Task directions
Pull out every line of the listing below that contains the word "body" and copy each one as it appears.

Records provided
>>>

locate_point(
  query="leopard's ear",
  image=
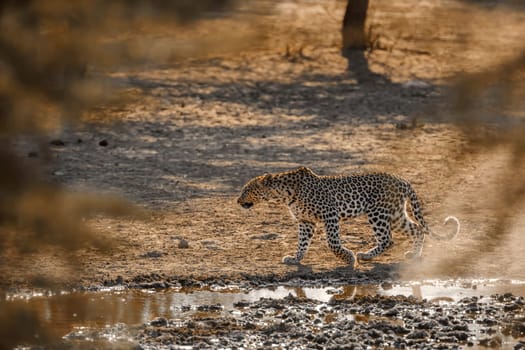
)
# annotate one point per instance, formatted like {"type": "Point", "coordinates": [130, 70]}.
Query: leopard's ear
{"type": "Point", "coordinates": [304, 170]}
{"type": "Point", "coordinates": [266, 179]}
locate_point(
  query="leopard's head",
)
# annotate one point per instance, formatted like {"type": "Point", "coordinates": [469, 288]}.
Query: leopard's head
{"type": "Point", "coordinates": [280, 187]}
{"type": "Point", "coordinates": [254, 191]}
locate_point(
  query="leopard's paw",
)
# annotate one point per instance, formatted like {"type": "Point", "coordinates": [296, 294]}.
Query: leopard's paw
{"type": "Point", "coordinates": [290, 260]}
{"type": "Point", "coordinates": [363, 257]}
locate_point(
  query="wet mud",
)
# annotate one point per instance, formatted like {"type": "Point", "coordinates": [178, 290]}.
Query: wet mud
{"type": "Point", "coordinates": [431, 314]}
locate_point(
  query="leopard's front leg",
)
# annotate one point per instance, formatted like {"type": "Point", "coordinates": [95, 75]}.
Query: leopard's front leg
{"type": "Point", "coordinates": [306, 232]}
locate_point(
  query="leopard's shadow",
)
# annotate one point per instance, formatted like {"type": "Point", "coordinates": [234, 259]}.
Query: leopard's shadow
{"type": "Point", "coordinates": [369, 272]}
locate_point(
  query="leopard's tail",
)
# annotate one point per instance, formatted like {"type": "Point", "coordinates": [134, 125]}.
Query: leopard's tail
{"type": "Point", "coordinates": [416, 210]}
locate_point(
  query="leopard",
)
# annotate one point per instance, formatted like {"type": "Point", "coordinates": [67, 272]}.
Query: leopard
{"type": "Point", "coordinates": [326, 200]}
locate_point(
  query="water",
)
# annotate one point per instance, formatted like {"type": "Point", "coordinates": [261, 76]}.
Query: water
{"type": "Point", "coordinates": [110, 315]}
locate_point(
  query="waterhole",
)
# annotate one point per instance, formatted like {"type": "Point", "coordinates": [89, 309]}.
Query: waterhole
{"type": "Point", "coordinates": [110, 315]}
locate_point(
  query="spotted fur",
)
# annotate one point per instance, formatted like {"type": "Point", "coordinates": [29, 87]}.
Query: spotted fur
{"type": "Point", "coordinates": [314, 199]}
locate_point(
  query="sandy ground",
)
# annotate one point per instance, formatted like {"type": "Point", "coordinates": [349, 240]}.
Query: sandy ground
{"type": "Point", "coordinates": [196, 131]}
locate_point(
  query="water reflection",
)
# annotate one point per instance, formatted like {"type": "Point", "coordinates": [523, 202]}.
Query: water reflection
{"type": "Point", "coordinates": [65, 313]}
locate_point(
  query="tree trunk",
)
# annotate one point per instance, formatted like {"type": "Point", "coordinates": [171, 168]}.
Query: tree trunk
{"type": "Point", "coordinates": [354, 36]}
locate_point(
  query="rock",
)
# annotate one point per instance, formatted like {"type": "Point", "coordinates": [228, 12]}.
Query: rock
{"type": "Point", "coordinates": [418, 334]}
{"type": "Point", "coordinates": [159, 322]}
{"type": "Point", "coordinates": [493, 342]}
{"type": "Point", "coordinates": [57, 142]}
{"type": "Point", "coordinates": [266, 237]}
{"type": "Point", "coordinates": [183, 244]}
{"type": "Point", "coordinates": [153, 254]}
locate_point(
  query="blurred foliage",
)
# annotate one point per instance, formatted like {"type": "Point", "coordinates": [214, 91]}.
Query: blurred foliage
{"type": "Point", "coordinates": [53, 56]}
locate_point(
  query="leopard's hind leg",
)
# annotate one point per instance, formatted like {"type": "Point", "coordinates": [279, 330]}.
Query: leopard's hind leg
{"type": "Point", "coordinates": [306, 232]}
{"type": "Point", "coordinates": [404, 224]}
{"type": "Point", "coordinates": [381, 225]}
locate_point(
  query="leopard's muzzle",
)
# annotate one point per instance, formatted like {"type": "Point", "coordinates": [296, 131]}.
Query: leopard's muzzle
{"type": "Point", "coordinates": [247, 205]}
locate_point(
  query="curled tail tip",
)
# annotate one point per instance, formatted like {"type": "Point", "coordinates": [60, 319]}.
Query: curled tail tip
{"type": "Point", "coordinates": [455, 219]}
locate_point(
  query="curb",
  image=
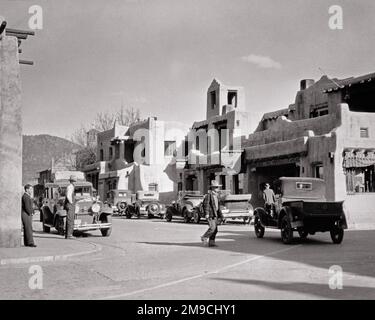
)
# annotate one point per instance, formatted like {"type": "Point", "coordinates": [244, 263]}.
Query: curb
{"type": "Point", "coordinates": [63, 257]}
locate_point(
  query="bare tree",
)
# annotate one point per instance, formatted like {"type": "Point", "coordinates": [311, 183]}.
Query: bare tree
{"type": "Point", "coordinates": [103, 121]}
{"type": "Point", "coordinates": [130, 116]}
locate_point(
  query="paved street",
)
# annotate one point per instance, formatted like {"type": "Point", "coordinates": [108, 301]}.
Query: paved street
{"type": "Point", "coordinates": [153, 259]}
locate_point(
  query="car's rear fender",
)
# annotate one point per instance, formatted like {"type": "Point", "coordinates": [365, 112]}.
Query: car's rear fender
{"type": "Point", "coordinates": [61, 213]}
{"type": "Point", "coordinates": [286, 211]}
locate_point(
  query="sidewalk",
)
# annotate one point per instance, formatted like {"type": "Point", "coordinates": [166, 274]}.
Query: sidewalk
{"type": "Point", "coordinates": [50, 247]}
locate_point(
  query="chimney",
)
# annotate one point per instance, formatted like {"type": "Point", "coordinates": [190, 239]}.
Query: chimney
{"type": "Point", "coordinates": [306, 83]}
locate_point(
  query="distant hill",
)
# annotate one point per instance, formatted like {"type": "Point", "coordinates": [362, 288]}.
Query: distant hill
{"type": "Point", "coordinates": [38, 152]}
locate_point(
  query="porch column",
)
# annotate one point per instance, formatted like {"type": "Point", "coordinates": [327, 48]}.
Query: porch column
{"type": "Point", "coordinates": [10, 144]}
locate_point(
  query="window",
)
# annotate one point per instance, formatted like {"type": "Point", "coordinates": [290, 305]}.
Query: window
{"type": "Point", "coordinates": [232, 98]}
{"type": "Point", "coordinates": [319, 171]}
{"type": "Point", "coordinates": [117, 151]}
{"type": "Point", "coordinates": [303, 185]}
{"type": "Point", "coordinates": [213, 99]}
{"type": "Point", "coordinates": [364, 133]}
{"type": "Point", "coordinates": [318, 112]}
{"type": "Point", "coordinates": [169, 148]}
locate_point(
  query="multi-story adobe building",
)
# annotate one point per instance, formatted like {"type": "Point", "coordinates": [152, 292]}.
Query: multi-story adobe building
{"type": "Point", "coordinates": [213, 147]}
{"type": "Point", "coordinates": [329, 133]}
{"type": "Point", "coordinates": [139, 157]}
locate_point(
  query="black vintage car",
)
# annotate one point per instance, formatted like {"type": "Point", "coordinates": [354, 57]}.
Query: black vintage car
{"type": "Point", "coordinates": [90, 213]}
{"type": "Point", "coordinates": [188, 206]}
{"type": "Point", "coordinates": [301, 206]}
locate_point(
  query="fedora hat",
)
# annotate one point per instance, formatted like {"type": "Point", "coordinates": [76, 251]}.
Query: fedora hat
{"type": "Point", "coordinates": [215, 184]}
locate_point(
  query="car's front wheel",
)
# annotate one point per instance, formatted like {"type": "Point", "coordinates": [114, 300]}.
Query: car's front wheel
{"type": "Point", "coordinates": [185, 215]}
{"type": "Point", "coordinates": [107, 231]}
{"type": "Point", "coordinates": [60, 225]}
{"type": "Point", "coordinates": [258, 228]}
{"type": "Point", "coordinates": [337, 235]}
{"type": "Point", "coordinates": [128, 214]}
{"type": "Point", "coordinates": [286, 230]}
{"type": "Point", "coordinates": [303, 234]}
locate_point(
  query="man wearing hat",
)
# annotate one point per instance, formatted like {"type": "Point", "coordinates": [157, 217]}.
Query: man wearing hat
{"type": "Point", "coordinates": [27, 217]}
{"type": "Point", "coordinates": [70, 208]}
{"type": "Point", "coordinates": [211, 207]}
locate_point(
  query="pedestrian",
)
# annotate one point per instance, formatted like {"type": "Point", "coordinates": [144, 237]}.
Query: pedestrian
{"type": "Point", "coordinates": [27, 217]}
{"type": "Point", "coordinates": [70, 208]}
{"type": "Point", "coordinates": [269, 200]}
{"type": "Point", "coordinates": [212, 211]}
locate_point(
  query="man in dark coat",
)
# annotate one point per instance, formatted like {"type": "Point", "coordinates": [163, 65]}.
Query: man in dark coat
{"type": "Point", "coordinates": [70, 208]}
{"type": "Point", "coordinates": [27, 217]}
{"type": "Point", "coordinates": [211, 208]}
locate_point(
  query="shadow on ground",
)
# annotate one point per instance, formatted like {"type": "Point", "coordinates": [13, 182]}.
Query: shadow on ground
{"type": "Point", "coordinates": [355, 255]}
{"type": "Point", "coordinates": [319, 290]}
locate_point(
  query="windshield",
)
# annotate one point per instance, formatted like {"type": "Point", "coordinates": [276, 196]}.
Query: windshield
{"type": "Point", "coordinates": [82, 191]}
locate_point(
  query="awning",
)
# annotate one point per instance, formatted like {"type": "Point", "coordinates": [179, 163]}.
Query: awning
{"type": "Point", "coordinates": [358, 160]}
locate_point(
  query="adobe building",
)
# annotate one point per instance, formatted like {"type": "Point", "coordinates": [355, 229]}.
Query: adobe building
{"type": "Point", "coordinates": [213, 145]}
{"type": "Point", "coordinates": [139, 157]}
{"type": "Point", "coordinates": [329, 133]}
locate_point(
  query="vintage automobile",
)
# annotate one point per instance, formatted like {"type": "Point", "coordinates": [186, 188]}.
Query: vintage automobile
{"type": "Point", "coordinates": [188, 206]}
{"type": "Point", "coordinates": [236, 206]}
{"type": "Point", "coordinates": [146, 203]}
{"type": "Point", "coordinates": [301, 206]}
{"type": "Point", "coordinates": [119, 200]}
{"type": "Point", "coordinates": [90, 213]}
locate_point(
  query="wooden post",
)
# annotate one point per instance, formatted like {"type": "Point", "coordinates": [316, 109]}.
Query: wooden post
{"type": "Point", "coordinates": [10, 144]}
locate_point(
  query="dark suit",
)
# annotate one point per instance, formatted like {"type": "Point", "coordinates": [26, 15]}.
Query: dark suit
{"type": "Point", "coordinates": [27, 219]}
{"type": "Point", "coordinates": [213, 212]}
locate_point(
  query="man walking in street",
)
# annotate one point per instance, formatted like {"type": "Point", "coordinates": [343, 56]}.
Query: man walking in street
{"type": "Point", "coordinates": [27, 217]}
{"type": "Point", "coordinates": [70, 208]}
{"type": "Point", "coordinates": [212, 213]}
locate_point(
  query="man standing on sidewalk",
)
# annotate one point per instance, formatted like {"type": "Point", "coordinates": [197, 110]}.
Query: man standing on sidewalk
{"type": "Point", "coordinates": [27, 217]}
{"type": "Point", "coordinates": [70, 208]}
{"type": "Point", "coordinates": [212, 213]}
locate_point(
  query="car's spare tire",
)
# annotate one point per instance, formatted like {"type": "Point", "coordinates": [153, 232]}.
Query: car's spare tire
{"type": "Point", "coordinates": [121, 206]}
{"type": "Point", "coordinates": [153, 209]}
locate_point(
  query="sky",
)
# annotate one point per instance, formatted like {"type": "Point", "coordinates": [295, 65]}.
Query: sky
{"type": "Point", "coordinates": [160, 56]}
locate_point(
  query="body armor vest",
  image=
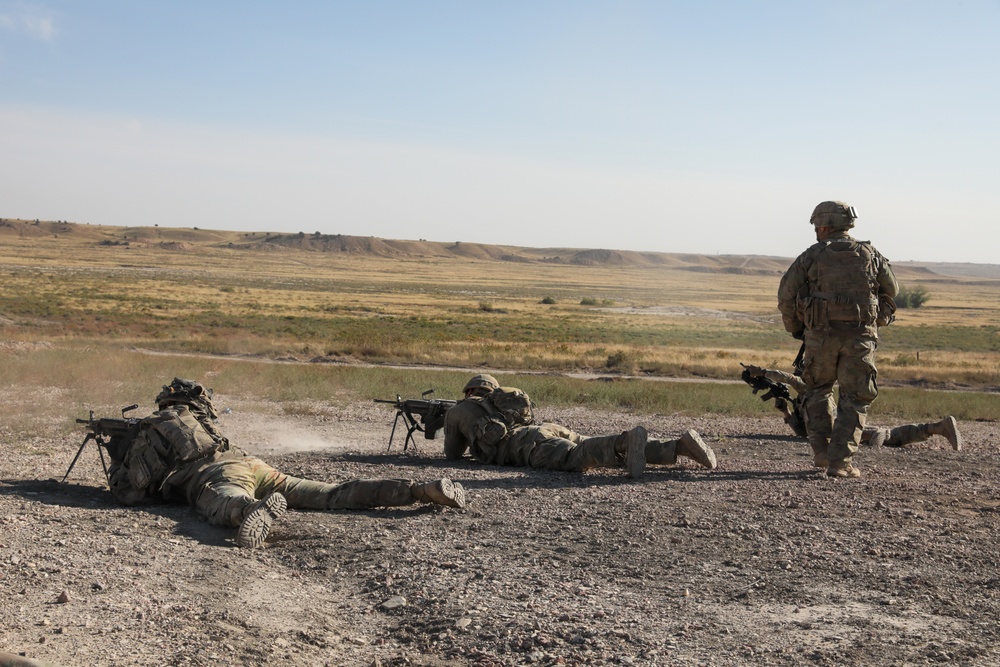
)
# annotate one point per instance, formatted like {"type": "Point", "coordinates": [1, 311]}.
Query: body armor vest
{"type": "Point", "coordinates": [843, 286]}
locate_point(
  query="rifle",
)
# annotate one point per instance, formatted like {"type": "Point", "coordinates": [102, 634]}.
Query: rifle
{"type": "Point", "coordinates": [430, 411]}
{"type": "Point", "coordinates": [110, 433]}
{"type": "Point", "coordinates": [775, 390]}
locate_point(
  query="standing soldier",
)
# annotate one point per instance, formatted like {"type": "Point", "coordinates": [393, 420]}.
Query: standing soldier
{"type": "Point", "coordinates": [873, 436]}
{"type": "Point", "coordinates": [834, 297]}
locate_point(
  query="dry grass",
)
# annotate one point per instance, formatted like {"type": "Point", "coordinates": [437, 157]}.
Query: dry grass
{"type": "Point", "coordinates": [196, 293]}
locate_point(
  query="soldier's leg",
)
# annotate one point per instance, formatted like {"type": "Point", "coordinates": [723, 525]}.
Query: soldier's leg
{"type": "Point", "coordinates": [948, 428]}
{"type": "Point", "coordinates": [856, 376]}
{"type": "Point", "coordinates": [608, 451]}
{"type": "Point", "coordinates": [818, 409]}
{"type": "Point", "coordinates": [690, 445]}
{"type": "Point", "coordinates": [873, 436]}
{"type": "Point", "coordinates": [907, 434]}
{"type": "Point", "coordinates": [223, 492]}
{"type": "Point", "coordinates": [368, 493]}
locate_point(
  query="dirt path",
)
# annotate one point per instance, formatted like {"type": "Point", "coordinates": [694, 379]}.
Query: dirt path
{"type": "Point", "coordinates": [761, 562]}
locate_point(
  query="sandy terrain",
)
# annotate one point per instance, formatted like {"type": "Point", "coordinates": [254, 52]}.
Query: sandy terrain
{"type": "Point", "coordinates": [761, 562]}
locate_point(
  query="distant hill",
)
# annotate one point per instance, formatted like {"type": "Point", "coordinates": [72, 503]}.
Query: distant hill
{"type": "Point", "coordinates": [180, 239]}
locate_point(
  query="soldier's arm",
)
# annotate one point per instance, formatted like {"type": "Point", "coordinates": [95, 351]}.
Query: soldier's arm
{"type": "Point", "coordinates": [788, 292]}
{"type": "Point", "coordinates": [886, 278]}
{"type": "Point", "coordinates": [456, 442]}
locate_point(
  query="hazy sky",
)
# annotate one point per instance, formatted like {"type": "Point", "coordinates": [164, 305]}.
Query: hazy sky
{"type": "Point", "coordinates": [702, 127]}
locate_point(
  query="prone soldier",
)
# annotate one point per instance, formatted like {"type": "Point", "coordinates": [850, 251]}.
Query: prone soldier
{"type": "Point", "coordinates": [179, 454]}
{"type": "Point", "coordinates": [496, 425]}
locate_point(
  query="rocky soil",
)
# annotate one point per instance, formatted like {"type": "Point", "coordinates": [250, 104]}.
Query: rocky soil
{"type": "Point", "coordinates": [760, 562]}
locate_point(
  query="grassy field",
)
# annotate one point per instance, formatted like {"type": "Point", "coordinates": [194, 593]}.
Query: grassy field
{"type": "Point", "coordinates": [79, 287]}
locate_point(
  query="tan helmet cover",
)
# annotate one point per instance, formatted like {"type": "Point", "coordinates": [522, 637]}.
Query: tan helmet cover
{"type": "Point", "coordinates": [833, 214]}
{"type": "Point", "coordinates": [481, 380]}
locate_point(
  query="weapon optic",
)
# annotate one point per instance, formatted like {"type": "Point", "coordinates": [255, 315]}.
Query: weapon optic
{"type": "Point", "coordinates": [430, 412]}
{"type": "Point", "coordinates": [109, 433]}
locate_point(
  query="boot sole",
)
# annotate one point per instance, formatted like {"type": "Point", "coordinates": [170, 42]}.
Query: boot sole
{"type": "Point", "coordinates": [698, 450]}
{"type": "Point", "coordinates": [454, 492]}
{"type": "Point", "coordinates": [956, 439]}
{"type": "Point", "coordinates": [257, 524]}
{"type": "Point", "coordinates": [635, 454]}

<<<

Solution for this exercise
  query="body armor vest",
Query: body armor vest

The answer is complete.